Return the records below in full. Keep every word exact and skip the images.
#### Records to process ####
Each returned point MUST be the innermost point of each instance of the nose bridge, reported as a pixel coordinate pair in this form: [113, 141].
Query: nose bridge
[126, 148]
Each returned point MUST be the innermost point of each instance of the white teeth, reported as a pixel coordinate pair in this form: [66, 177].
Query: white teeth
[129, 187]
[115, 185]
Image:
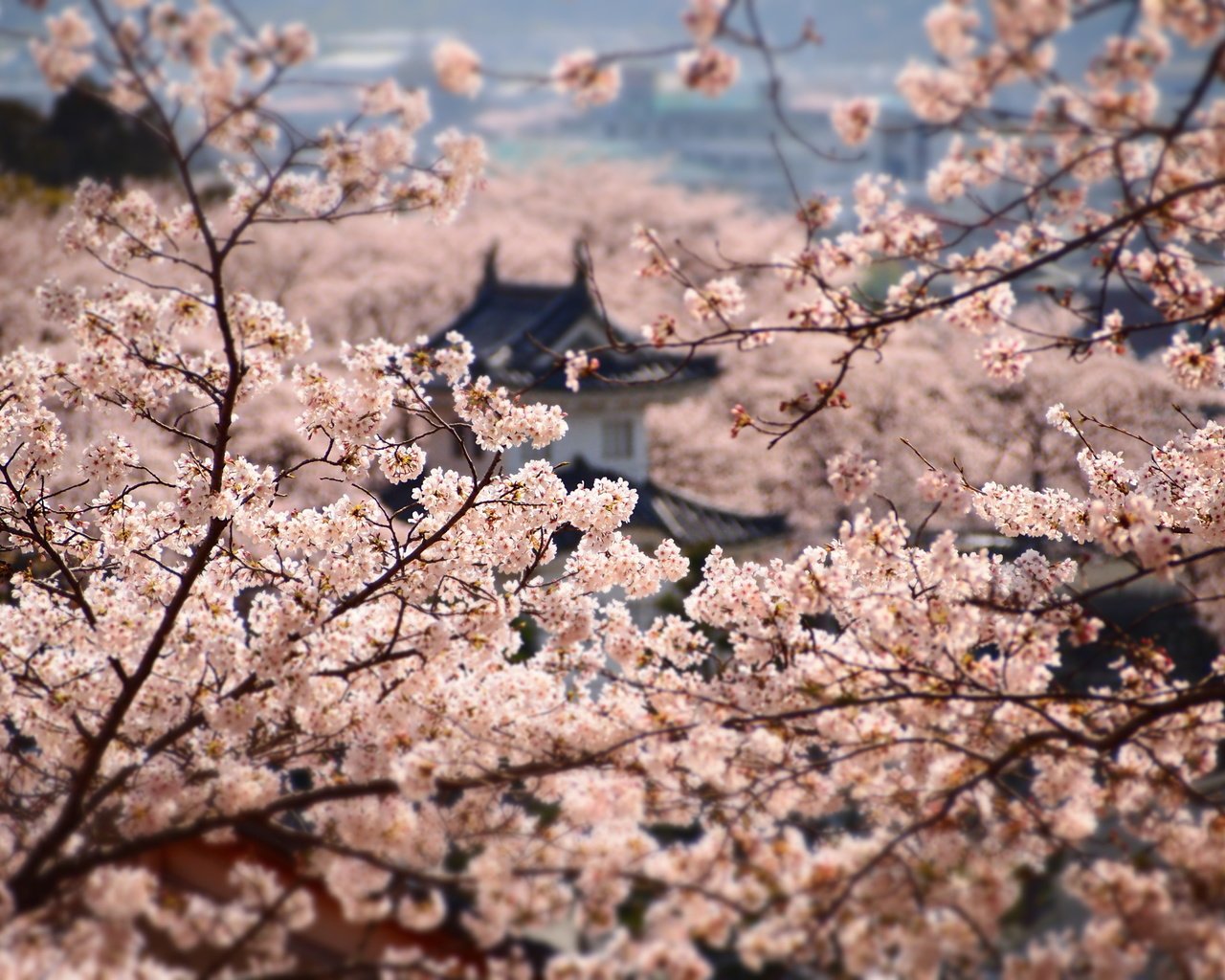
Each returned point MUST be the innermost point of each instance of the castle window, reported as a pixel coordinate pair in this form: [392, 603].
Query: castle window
[617, 438]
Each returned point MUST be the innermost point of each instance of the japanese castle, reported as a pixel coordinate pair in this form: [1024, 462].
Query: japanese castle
[517, 331]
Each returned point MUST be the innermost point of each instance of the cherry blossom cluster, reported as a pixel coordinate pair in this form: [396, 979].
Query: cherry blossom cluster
[860, 760]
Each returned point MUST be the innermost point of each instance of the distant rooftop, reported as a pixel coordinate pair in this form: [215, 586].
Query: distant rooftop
[517, 331]
[682, 519]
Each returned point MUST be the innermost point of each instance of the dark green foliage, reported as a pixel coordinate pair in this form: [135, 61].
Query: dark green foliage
[83, 136]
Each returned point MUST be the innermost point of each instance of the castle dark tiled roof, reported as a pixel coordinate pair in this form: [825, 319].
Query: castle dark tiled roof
[687, 521]
[519, 328]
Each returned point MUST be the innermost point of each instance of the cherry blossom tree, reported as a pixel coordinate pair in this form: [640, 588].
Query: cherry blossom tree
[865, 777]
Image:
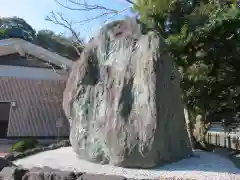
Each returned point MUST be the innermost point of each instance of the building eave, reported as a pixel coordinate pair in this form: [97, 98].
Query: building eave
[16, 45]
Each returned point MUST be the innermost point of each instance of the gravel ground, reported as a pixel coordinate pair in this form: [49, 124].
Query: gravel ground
[204, 165]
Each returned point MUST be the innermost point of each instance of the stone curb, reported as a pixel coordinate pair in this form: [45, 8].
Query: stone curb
[18, 155]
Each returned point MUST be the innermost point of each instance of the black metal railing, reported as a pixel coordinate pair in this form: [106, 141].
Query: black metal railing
[224, 136]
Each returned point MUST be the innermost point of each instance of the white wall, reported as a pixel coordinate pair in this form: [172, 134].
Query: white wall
[31, 73]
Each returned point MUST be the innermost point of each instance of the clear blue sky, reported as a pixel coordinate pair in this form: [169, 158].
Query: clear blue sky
[35, 11]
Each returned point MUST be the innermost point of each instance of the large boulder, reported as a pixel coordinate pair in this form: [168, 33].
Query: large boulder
[123, 100]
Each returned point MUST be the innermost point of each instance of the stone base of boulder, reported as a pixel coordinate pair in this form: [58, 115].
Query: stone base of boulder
[13, 156]
[47, 173]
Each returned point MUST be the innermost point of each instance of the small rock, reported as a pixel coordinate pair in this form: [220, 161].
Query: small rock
[100, 177]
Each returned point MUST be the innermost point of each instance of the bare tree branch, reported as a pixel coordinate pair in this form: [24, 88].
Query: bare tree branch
[58, 18]
[74, 5]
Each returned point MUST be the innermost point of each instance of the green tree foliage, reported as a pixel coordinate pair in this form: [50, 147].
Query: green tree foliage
[14, 27]
[56, 43]
[18, 27]
[205, 43]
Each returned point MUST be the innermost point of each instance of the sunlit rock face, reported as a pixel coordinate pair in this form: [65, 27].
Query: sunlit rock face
[123, 100]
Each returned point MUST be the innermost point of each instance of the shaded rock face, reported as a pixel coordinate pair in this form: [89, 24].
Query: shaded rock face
[123, 100]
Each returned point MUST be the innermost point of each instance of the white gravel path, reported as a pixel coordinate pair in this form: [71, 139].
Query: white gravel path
[205, 165]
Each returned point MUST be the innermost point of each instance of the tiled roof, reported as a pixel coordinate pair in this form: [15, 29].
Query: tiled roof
[38, 106]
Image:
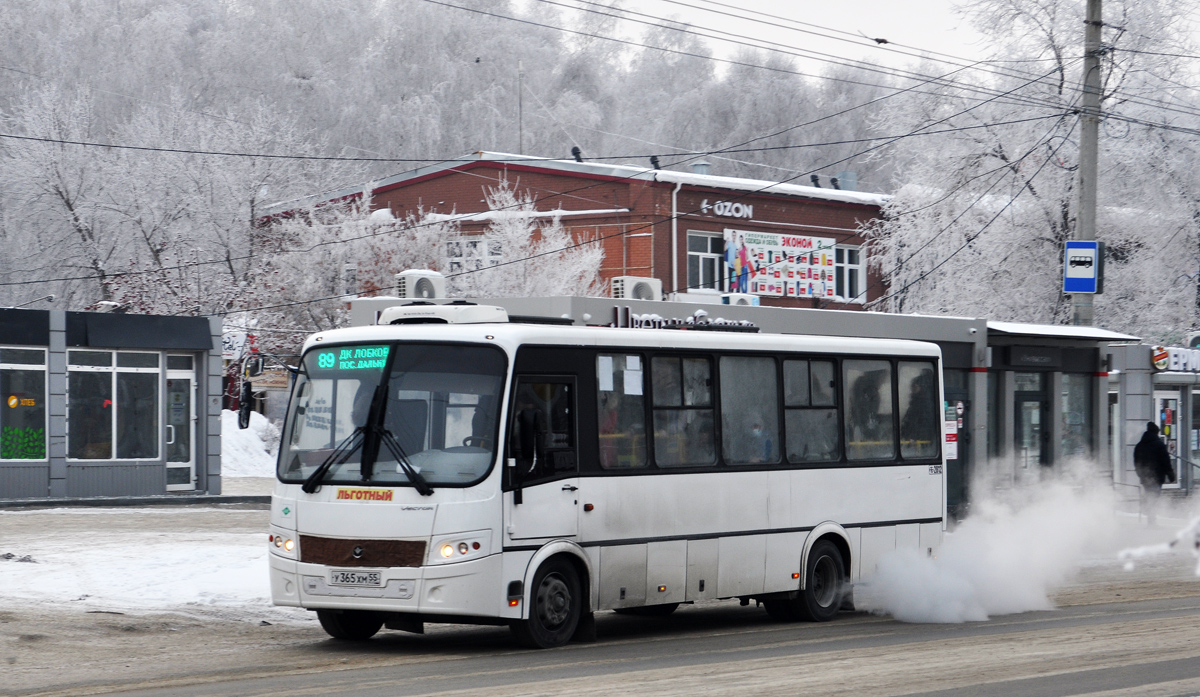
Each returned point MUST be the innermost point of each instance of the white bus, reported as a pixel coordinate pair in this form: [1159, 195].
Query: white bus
[460, 468]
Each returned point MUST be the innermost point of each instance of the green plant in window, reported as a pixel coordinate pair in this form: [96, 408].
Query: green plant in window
[22, 443]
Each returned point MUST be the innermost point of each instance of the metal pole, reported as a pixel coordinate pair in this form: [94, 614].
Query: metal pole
[1090, 122]
[520, 115]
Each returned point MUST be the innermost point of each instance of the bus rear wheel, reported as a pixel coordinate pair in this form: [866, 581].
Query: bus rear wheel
[825, 583]
[352, 625]
[556, 604]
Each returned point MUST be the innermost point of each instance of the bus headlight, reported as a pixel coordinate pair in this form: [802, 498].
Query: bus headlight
[282, 542]
[460, 547]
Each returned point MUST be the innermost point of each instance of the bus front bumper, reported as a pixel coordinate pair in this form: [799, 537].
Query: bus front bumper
[465, 588]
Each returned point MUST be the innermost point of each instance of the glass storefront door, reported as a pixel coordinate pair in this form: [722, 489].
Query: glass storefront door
[1167, 415]
[180, 427]
[1032, 428]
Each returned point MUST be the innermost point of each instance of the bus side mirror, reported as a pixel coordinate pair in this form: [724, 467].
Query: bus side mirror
[245, 402]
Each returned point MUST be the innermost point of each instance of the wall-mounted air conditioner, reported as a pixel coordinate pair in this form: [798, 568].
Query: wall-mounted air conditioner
[420, 283]
[636, 288]
[739, 299]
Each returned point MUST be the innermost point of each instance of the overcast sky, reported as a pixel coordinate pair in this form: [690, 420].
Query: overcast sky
[924, 24]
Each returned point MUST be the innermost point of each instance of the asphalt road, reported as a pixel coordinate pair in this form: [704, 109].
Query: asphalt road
[1144, 647]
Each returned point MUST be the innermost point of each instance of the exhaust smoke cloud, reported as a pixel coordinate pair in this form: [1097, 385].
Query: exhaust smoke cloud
[1007, 557]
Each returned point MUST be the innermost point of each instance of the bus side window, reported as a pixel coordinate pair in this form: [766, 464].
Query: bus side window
####
Problem solution:
Each returned point MUST be the innermost point of each instance of the nose bridge, reported as a pixel coordinate pair in this form: [113, 141].
Query: nose bridge
[126, 148]
Each returned point MUST be the innermost point of each instance of the white teeth, reported as a pixel coordinate pair in this form: [66, 177].
Query: white teeth
[129, 187]
[115, 185]
Image:
Each returned point MUST be the innermost point of each instance of the castle window, reported as a pixel coordinate pair in this form: [392, 603].
Query: castle window
[617, 438]
Each returned point MUST be the innermost point of each instance of the japanese castle, reported as a pixel coordinate pair in this form: [1024, 462].
Query: japanese castle
[517, 331]
Each returned point MUST be the innermost point of each instance of the cherry blossom cluster, reported as a pixel coordinate pair in this form: [396, 979].
Query: cherry blossom cluster
[860, 760]
Each returned point MUST be the innermost point of each instance of the distant rooftop, reported as a pixel coordinate pair in this form: [215, 586].
Query: distant rooftop
[517, 331]
[682, 519]
Each returned point MUST be the innermost point of each instance of the dark green foliage, reported as a pixel coordinate pair in this form: [135, 61].
Query: dark green foliage
[83, 136]
Each returned point MUST be the innermost point of each instance of the castle dark tiled roof, reported as a pixel coordinate pair in this form: [825, 319].
Query: castle dark tiled roof
[687, 521]
[519, 328]
Each returned point MUST be the innermost point of each instance of the cherry blossom tree, reported as a pixel coordinate pair in this form: [640, 588].
Query: cherry blossom tree
[865, 777]
Image:
Each returned point MUST be the innermost point of each instance of the building eave, reported as a pixel coordinate pair in this form: [97, 98].
Query: building eave
[16, 45]
Each returned point MUST be the innermost point of each instance of the gravel ground, reported as a pixel coordinate pair in this form: [49, 124].
Query: gravel ground
[204, 165]
Each returned point MUST be the innermost point of each instance of the stone curb, reported as a pixel coordinate pair in this form: [45, 8].
Query: stone curb
[18, 155]
Each returned point MUST be the innermost point of each instance of the black metal railing, reported as a pixel coordinate pair in this form: [106, 141].
Query: black metal railing
[224, 136]
Each returned point MUST be the innermost point of each instance of the white wall, reported as a pixel coordinate pair in this form: [172, 134].
Query: white wall
[31, 73]
Each returned point MUST be the innermost point of each instance of the clear blue sky, reported as a pixel coordinate pair in this form: [169, 158].
Query: clear blue sky
[35, 11]
Each returned point MUST be the innermost point of each instance of the large boulder, reported as a pixel coordinate pair in this form: [168, 33].
Query: large boulder
[123, 100]
Each returned point MUST be the innermost point of each instance of the stone base of boulder, reported as a pixel coordinate pair in this form: [58, 115].
Query: stone base of boulder
[13, 156]
[47, 173]
Each returned point MUST be the innermost point of each instance of the small rock, reported as a pixel coordinate pair in this form: [220, 161].
Query: small rock
[100, 177]
Each returned point MUST be the innermost point of each instance of the bare tree branch, reported as a pixel coordinate pair in this form: [24, 88].
Query: bare tree branch
[58, 18]
[74, 5]
Each returned point MUST be the innermost point of each instance of the green tree foliage, reported as a pixel coordinate pair in this form: [50, 147].
Query: green tree foliage
[14, 27]
[56, 43]
[18, 27]
[205, 43]
Each returned point MUST be the innermost point of each instance of the sunlit rock face, reported as a pixel coordinate pair in this form: [65, 27].
Query: sunlit rock face
[123, 100]
Each returned point MUST be the innermost point of each instance of the shaded rock face, reported as a pixel coordinate pair in this form: [89, 24].
Query: shaded rock face
[123, 100]
Each returned point MUST be the innermost point of each instance of the white gravel path, reported as a pixel coordinate pair in this form: [71, 139].
Query: white gravel path
[205, 165]
Each returned point MUST be the innermost point of each instance of the tiled roof, reported as a pixel coordinate pair in this form: [15, 29].
Query: tiled roof
[38, 106]
Image:
Each returned point MUST be the innermost point of each instance of the white bus, reported as a pixel coordinate pair in this form: [1159, 195].
Query: white bus
[460, 468]
Each returned point MUST be the innermost point of each instance of the green plant in window, reported as a pixel coordinate pair in this form: [96, 408].
Query: green plant in window
[22, 443]
Each returned point MUST be the innermost point of each instance of the metal pole, reported as a pixel coordinate pair in this form: [94, 614].
Query: metal pole
[1090, 122]
[520, 115]
Each returned point MUST be the innermost point of each instance of the bus rear wheel, reported as a pixel coordinate pair in this form: [866, 581].
Query: bus rear wheel
[825, 583]
[352, 625]
[556, 604]
Each returned point MUST be the innermost point of each instance of the bus headlight, reported as a pixel coordinate pair in this form: [802, 498].
Query: bus headlight
[282, 542]
[460, 547]
Each returned point MUST be the innermost point of each instance of the bus front bumper, reported as a pixel coordinate pair in this form: [799, 537].
Query: bus front bumper
[465, 588]
Each returned point MUST be the innermost point of each instance of the glass storefront door, reported as a pixel coordinate pair in this form: [722, 489].
Query: glass storefront door
[1167, 415]
[180, 427]
[1032, 428]
Each returned point MUST be the innermost point of each instance of the bus side mirror, reported as a pixel coordinate pair in this form: [724, 467].
Query: bus side mirror
[245, 402]
Each returned point MUST be the innermost point of each instance of the wall-mounted air conditioner, reported as a pixel coordinate pair in this form: [798, 568].
Query: wall-mounted air conditioner
[420, 283]
[636, 288]
[739, 299]
Each returned point MUST be the innermost point of each instance of the overcast sky, reported as a pixel coordinate pair in this form: [690, 420].
Query: overcast sky
[924, 24]
Each returned point MUST be the innermost point of each instance of the asphalt road, reported as a pixel coordinate pair in this form: [704, 109].
Query: asphalt road
[1144, 647]
Each returned point MUST be the innermost point of each instance of the exhaust smoke cloud, reported as a pixel coordinate pair in this form: [1097, 385].
Query: exhaust smoke cloud
[1007, 557]
Each returned point MUST be the innermost point of each instance of the bus side window, reported as a pixel coordinate pair in this form: [766, 464].
Query: bus side window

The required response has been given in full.